■ **问题 1**: 在关于涉诉信访的论文中,哪一概念的提出被视为信访与近代司法方式碰撞尖锐化的标志?
■ **问题 2**: 请把关于涉诉信访的论文中从“信访,是指公民、法人或者其它”开始、一直到“本土化的有效司法模式的阻碍。”为止的部分原样复述一遍。

■ **文本节选**:

>>>

涉诉信访与司法权威—从民意表达角度进行的考察论文

2017-03-18

信访,是指公民、法人或者其它组织采用书信、电子邮件、传真、电话、走访等形式,向各级人民政府、县级以上人民政府工作部门反映情况,提出建议、意见或者投诉请求,依法由有关行政机关处理的活动。以下是小编今天为大家精心准备的:涉诉信访与司法权威—从民意表达角度进行的考察相关法律论文,内容仅供参考,欢迎阅读!

涉诉信访与司法权威—从民意表达角度进行的考察全文如下:

【摘 要】信访制度是我国一项十分重要的民意表达制度,作为联系公共权力与普通群众之间的纽带,有效地调节着公权力机关与民众的关系。我国司法制度的基本模式是由中国共产党领导下所展开的人民司法,这既决定了我国司法与西方式司法模式的重大差别,也决定了作为执政党充分利用中国本土资源发展出的联系群众的基本方式之一的信访必将与由西学东渐而来的近代司法方式发生碰撞。“涉诉信访”这一概念的提出,即是这种“碰撞”尖锐化的一个标志,从长远角度看,真正对我国司法制度构成危险的既非所谓“信访大潮”的冲击,亦非对所谓“正当程序”的干扰,而是其背后所隐含的非制度化因素对于我国建立本土化的有效司法模式的阻碍。

【关键词】民意; 司法权威。

一、涉诉信访:围绕着诉讼的信访。

<<<

■ **记录节选**:

>>>

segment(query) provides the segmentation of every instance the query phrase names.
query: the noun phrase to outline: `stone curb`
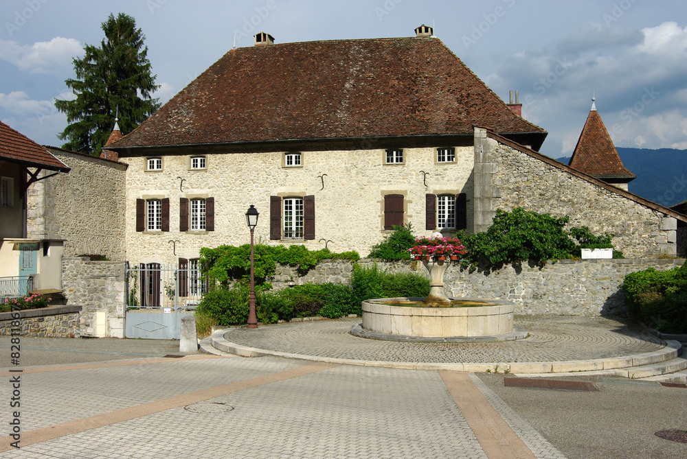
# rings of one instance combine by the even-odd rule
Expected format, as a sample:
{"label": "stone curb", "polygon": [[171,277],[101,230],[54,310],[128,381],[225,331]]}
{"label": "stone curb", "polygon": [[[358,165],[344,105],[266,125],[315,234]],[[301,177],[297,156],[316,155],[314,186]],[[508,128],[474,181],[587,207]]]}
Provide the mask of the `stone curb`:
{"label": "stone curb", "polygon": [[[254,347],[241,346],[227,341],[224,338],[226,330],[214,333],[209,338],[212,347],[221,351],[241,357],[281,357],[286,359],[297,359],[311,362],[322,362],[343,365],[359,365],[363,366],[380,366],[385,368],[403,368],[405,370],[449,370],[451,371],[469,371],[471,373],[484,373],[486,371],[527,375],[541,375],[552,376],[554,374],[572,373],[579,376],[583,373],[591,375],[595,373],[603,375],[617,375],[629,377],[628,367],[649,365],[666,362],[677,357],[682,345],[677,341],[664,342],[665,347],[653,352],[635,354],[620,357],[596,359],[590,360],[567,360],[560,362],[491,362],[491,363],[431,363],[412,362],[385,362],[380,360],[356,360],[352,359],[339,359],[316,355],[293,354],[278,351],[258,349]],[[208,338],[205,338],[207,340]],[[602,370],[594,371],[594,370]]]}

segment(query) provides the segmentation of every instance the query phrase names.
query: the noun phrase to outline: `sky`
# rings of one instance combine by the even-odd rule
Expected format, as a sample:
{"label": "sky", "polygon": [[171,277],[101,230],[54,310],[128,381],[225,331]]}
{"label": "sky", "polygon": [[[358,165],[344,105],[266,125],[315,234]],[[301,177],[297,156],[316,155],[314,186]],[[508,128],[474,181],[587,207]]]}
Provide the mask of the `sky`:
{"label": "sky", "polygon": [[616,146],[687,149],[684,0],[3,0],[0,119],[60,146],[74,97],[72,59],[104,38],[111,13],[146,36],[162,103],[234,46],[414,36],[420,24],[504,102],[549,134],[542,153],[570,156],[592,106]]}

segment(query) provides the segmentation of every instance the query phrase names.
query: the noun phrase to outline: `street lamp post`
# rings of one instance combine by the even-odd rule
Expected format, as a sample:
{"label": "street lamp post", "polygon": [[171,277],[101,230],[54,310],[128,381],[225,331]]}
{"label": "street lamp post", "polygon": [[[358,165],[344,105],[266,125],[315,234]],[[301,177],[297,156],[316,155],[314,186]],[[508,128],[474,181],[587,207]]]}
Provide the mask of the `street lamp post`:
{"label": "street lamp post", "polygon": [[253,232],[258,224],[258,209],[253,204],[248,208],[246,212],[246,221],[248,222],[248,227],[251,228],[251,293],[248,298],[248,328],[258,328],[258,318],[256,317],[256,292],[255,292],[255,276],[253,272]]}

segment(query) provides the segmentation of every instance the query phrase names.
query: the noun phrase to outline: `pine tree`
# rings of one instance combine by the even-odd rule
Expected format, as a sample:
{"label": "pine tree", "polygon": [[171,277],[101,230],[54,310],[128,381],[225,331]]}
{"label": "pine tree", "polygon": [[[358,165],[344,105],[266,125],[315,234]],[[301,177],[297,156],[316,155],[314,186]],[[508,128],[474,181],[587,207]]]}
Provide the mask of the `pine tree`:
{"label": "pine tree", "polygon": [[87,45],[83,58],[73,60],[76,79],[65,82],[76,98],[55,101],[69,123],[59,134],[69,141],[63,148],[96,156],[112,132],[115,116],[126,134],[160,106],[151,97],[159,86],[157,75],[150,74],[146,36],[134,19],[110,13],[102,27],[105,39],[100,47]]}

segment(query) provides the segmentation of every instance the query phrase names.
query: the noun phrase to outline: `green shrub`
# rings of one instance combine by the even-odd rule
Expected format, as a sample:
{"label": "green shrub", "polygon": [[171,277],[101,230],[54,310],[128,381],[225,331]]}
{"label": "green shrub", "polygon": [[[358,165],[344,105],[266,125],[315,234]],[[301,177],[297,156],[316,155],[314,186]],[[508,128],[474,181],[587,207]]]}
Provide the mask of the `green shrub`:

<<<

■ **练习答案 1**: “涉诉信访”这一概念的提出。

■ **练习答案 2**:
信访,是指公民、法人或者其它组织采用书信、电子邮件、传真、电话、走访等形式,向各级人民政府、县级以上人民政府工作部门反映情况,提出建议、意见或者投诉请求,依法由有关行政机关处理的活动。以下是小编今天为大家精心准备的:涉诉信访与司法权威—从民意表达角度进行的考察相关法律论文,内容仅供参考,欢迎阅读!

涉诉信访与司法权威—从民意表达角度进行的考察全文如下:

【摘 要】信访制度是我国一项十分重要的民意表达制度,作为联系公共权力与普通群众之间的纽带,有效地调节着公权力机关与民众的关系。我国司法制度的基本模式是由中国共产党领导下所展开的人民司法,这既决定了我国司法与西方式司法模式的重大差别,也决定了作为执政党充分利用中国本土资源发展出的联系群众的基本方式之一的信访必将与由西学东渐而来的近代司法方式发生碰撞。“涉诉信访”这一概念的提出,即是这种“碰撞”尖锐化的一个标志,从长远角度看,真正对我国司法制度构成危险的既非所谓“信访大潮”的冲击,亦非对所谓“正当程序”的干扰,而是其背后所隐含的非制度化因素对于我国建立本土化的有效司法模式的阻碍。